Put the lines of the entries below into a numbered list, starting at the line that contains "find the terracotta" and ending at the line that contains "127, 44, 131, 53". Leave out any blank lines.

Material for the task start

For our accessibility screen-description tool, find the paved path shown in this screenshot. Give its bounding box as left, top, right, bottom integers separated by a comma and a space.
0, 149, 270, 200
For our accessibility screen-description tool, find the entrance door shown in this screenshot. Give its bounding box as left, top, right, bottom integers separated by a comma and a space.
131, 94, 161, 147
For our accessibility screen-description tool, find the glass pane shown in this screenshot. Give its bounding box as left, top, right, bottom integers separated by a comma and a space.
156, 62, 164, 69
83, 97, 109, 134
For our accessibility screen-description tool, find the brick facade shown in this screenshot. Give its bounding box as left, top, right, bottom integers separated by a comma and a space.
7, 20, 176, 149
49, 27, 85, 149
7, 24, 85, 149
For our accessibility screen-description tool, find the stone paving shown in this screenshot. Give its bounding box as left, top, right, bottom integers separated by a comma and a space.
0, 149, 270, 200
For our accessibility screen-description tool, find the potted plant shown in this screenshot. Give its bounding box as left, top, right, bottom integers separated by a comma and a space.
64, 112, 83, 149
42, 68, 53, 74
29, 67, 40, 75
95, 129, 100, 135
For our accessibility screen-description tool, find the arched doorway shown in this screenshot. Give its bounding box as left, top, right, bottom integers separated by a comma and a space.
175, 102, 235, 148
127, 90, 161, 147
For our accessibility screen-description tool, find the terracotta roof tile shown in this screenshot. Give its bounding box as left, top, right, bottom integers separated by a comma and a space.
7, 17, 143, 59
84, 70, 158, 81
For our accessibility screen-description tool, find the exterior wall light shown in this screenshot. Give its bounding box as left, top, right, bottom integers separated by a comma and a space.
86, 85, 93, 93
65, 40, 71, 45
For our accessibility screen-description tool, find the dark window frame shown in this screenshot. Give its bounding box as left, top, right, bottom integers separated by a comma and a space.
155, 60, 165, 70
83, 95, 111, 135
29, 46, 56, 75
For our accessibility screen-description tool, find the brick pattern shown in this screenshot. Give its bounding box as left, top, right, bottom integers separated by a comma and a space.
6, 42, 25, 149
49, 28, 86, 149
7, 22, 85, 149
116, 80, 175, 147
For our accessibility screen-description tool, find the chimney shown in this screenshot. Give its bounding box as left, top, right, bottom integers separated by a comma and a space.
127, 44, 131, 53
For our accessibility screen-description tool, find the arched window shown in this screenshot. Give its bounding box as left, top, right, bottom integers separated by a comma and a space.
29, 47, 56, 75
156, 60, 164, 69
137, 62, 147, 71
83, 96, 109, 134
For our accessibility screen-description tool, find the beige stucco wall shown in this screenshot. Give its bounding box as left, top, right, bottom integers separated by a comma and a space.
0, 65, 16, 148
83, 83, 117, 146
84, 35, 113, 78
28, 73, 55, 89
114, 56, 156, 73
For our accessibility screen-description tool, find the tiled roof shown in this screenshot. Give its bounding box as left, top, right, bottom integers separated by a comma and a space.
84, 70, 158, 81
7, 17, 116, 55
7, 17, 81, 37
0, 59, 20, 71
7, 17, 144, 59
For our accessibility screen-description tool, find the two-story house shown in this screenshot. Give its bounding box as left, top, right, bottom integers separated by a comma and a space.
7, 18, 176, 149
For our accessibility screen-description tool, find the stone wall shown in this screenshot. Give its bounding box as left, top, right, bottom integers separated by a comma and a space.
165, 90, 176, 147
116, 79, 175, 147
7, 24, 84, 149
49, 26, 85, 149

Material for the task end

- **Solution for this task**
1. For our accessibility screen-description tool, find the terracotta roof tile shown in this screenshot. Give its bounding box as left, top, right, bottom integers separated by a comma and a space.
2. 7, 17, 143, 59
3. 84, 70, 158, 81
4. For our accessibility screen-description tool, find the exterior wall light shown in this screenshot. Give its bounding box as left, top, right, bottom integers separated by a comma and a space.
5. 86, 85, 93, 93
6. 65, 40, 71, 45
7. For our accessibility screen-description tool, find the dark window frame shown in this screenshot. Give its bounding box as left, top, right, bottom integers separated by a comma and a space.
8. 155, 60, 165, 70
9. 83, 95, 111, 135
10. 29, 46, 56, 75
11. For our accessibility screen-description tool, find the brick pattern shown in this screenshot. Give its bounding box as left, top, right, bottom integers separated by a comma and a space.
12. 6, 42, 25, 149
13. 49, 28, 86, 149
14. 7, 22, 85, 149
15. 116, 80, 175, 147
16. For our accessibility screen-description tool, find the chimney shown in this screenshot. Give its bounding box as left, top, right, bottom integers separated by a comma and a space.
17. 127, 44, 131, 53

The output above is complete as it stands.